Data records
======
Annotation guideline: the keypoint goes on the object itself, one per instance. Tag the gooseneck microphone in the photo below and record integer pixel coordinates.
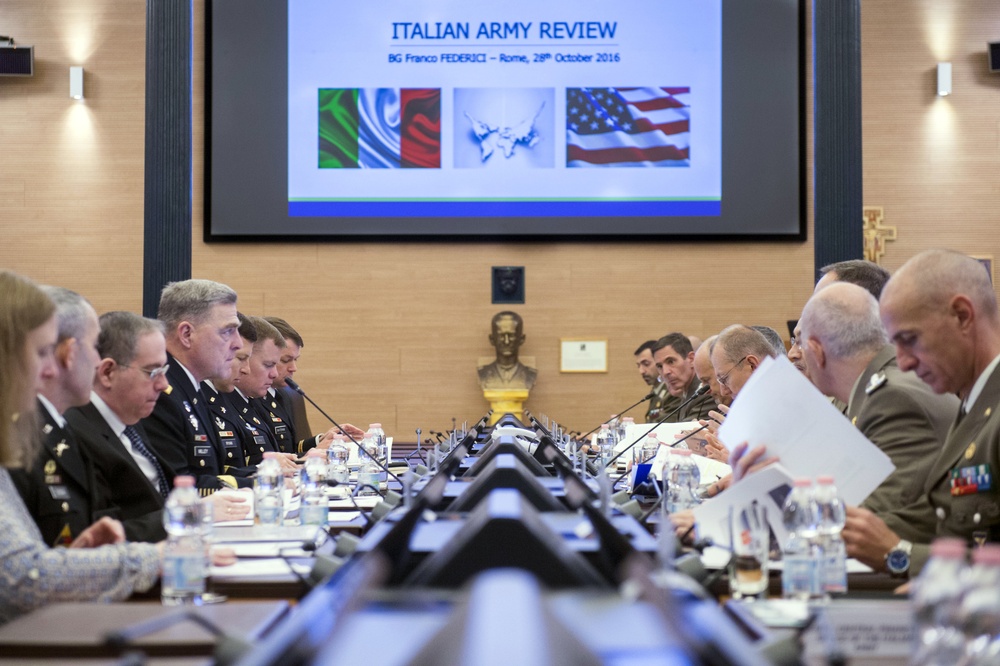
(671, 446)
(648, 396)
(298, 389)
(702, 390)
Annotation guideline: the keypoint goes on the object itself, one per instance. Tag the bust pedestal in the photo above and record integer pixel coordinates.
(506, 401)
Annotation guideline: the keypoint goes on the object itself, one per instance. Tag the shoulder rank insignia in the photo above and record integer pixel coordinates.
(877, 380)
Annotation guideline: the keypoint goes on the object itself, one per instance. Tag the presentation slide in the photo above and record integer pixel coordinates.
(519, 108)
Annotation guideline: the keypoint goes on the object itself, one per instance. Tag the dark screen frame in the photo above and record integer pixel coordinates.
(245, 182)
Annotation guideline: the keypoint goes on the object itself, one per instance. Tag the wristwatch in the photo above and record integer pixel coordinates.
(897, 560)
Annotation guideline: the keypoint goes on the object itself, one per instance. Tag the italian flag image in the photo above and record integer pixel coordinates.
(379, 128)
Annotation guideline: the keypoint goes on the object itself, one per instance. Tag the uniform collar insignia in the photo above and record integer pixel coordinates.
(877, 380)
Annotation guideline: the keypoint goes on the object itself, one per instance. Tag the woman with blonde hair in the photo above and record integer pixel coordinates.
(99, 565)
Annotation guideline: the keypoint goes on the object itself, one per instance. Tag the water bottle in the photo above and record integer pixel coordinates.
(683, 480)
(338, 455)
(269, 488)
(377, 447)
(623, 424)
(605, 446)
(184, 554)
(936, 599)
(832, 516)
(980, 610)
(800, 577)
(315, 509)
(646, 453)
(381, 443)
(369, 474)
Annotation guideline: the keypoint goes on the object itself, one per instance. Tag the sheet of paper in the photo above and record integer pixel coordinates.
(366, 502)
(665, 431)
(768, 488)
(339, 517)
(715, 557)
(711, 470)
(247, 496)
(273, 549)
(251, 567)
(780, 408)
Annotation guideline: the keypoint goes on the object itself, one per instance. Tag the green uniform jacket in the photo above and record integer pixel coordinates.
(972, 441)
(904, 418)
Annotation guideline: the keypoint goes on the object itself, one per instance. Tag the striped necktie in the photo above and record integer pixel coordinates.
(139, 447)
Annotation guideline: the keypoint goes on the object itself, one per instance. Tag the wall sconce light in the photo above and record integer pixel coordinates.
(944, 79)
(76, 82)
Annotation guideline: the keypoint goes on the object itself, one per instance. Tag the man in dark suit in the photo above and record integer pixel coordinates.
(131, 477)
(199, 317)
(848, 357)
(58, 488)
(130, 377)
(940, 311)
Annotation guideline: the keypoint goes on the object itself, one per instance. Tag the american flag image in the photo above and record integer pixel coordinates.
(627, 127)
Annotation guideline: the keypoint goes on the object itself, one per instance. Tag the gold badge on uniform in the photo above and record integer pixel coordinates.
(878, 379)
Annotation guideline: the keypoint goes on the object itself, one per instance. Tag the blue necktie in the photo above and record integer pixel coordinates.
(140, 448)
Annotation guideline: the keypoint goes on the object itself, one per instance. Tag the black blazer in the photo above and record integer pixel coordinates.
(120, 481)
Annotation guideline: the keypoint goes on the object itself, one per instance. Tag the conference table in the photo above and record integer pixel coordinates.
(271, 597)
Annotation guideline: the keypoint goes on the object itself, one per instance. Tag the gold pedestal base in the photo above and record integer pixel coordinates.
(506, 401)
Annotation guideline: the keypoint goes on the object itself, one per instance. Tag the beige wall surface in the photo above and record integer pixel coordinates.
(393, 331)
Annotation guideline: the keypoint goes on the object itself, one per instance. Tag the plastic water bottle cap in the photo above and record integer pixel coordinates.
(988, 553)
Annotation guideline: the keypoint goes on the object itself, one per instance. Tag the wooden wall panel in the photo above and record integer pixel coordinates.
(932, 162)
(71, 172)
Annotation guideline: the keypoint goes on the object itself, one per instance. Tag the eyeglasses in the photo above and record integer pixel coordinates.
(724, 379)
(152, 374)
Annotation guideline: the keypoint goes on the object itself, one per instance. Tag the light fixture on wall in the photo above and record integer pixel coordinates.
(944, 79)
(76, 82)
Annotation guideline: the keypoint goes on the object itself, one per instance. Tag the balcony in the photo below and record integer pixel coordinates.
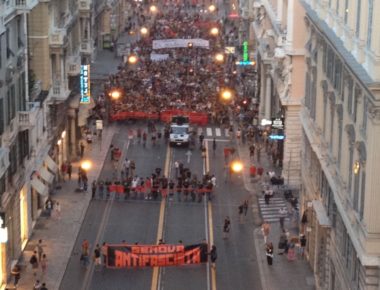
(4, 160)
(27, 119)
(58, 38)
(73, 65)
(84, 6)
(14, 7)
(85, 47)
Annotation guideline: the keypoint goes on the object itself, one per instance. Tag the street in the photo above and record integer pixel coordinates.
(136, 220)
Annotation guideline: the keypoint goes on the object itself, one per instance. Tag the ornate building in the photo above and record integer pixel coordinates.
(280, 66)
(340, 124)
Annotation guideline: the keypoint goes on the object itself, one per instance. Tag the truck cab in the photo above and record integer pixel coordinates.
(179, 131)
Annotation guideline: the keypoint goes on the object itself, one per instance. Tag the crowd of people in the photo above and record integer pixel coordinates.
(189, 79)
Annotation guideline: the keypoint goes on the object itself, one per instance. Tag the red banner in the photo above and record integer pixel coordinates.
(132, 256)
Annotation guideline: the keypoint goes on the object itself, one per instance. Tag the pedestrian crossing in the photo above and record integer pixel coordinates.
(211, 132)
(270, 212)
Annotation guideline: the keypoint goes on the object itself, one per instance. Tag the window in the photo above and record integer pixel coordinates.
(338, 75)
(364, 121)
(362, 195)
(346, 4)
(358, 10)
(1, 116)
(369, 29)
(2, 185)
(350, 87)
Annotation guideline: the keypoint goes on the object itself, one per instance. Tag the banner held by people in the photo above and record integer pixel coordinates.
(132, 256)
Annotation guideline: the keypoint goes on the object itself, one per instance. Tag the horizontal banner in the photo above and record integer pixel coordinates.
(179, 42)
(132, 256)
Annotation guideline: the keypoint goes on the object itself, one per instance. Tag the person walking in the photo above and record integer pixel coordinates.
(16, 273)
(269, 253)
(93, 189)
(39, 249)
(34, 262)
(43, 263)
(265, 229)
(81, 149)
(37, 285)
(213, 256)
(69, 170)
(226, 227)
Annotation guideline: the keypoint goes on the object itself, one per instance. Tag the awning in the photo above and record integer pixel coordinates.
(46, 175)
(320, 211)
(39, 186)
(51, 164)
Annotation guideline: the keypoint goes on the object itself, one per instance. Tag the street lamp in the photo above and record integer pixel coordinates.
(212, 8)
(214, 31)
(115, 94)
(132, 59)
(153, 8)
(144, 31)
(236, 166)
(226, 95)
(86, 165)
(219, 57)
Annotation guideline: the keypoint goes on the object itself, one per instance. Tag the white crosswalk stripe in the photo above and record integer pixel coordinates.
(270, 212)
(209, 131)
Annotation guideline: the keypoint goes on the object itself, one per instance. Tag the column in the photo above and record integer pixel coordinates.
(290, 25)
(268, 96)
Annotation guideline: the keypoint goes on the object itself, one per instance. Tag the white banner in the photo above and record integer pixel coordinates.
(158, 57)
(179, 42)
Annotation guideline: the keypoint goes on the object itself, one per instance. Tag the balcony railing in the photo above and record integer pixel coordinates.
(58, 38)
(27, 119)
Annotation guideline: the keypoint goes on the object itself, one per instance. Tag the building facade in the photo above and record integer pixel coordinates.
(340, 120)
(279, 45)
(42, 47)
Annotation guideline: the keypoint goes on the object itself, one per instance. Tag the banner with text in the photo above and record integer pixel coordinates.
(179, 42)
(132, 256)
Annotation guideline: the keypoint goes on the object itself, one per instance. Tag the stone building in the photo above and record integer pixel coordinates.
(340, 120)
(279, 45)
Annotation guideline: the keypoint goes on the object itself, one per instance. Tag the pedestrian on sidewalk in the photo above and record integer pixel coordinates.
(39, 249)
(69, 169)
(34, 262)
(81, 149)
(37, 285)
(265, 229)
(103, 251)
(213, 256)
(269, 253)
(241, 211)
(283, 212)
(226, 227)
(93, 189)
(16, 273)
(43, 263)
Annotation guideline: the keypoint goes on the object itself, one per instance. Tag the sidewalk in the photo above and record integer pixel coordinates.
(59, 235)
(282, 274)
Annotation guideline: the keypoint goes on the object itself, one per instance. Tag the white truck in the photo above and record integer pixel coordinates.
(179, 131)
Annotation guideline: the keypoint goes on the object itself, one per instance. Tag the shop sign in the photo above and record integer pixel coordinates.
(278, 123)
(85, 84)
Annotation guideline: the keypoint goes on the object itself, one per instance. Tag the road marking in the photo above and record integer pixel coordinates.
(156, 270)
(88, 276)
(218, 132)
(210, 223)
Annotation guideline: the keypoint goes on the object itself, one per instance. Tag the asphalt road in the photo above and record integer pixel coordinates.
(137, 221)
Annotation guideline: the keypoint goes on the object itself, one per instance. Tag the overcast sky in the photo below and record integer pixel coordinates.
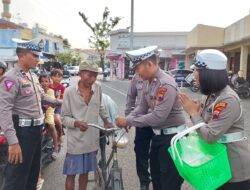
(61, 16)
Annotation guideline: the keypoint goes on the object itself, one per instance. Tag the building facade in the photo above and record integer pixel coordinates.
(233, 40)
(171, 45)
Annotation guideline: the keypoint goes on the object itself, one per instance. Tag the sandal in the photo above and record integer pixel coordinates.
(39, 185)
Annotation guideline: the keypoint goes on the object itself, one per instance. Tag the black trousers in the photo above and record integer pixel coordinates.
(143, 137)
(163, 171)
(24, 176)
(243, 185)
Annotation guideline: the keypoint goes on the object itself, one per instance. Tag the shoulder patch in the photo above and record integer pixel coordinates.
(8, 84)
(161, 93)
(218, 108)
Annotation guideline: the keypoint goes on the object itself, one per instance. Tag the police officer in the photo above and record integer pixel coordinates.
(166, 117)
(143, 135)
(221, 110)
(21, 117)
(3, 68)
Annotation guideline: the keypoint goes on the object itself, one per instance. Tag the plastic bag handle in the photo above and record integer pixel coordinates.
(179, 136)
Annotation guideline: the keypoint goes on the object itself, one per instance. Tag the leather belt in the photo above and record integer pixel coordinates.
(31, 122)
(232, 137)
(169, 130)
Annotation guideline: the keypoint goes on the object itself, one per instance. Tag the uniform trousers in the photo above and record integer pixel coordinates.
(143, 137)
(163, 171)
(24, 176)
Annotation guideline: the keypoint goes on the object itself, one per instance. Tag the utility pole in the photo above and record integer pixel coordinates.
(132, 25)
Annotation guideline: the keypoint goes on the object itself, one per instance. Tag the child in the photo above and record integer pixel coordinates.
(56, 76)
(49, 112)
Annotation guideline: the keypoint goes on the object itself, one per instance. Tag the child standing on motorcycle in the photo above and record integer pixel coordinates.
(44, 80)
(56, 76)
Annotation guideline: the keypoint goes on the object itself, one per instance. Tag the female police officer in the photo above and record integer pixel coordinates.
(220, 109)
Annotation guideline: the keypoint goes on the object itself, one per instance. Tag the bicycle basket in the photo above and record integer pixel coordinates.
(204, 166)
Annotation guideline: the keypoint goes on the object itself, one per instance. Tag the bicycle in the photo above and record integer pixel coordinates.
(109, 177)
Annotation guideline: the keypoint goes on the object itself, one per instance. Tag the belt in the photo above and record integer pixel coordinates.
(31, 122)
(232, 137)
(169, 130)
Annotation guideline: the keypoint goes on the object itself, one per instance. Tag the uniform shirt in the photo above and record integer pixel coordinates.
(160, 96)
(134, 94)
(222, 114)
(111, 109)
(20, 96)
(58, 91)
(49, 113)
(74, 108)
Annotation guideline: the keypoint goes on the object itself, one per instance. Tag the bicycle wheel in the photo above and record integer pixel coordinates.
(99, 181)
(116, 179)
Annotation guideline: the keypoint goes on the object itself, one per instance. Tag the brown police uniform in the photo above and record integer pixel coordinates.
(222, 113)
(143, 135)
(166, 118)
(21, 119)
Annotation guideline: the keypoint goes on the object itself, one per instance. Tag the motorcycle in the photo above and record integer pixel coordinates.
(191, 81)
(3, 157)
(239, 85)
(242, 89)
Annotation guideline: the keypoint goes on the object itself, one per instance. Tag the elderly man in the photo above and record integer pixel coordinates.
(166, 116)
(21, 117)
(82, 105)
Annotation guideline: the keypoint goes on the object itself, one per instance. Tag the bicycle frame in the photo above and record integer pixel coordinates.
(113, 178)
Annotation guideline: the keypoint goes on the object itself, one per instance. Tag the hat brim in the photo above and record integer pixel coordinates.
(36, 53)
(91, 70)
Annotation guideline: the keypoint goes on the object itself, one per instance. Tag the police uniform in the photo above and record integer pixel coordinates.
(222, 113)
(143, 135)
(166, 119)
(21, 119)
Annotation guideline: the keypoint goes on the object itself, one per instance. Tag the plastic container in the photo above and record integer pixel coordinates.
(204, 166)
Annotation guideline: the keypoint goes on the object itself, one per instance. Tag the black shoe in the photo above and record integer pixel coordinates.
(144, 187)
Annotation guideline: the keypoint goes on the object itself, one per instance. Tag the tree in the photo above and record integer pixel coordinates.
(101, 31)
(66, 43)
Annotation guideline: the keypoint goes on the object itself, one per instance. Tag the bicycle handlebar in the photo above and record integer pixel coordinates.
(104, 129)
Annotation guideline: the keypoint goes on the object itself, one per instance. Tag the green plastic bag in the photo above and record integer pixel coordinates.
(204, 166)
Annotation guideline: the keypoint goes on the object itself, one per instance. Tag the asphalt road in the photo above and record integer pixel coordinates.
(116, 89)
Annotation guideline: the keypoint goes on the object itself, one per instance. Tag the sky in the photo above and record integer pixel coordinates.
(61, 16)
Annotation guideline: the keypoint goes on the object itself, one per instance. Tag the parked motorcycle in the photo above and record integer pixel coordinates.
(242, 89)
(239, 85)
(191, 81)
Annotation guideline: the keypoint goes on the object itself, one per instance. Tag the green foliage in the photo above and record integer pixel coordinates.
(101, 32)
(66, 43)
======
■ What you need to do
Only the lines from the one containing "Tag the sky" to the end of the records should be repeated, exactly as they appear.

■ Expected answer
Annotation guideline: the keypoint goes on the object itself, one per instance. Tag the sky in the photo above and record integer pixel coordinates.
(61, 16)
Annotation guideline: the keypoint goes on the object itself, one per instance. Tag the parked motorcycle in the photo above and record integer pixel coordinates.
(242, 89)
(239, 85)
(191, 81)
Annotation guideline: the keypoint goes on the object itself, one per instance. Tag the green foliage in the photo above and record integer pixel coordinates.
(101, 32)
(66, 43)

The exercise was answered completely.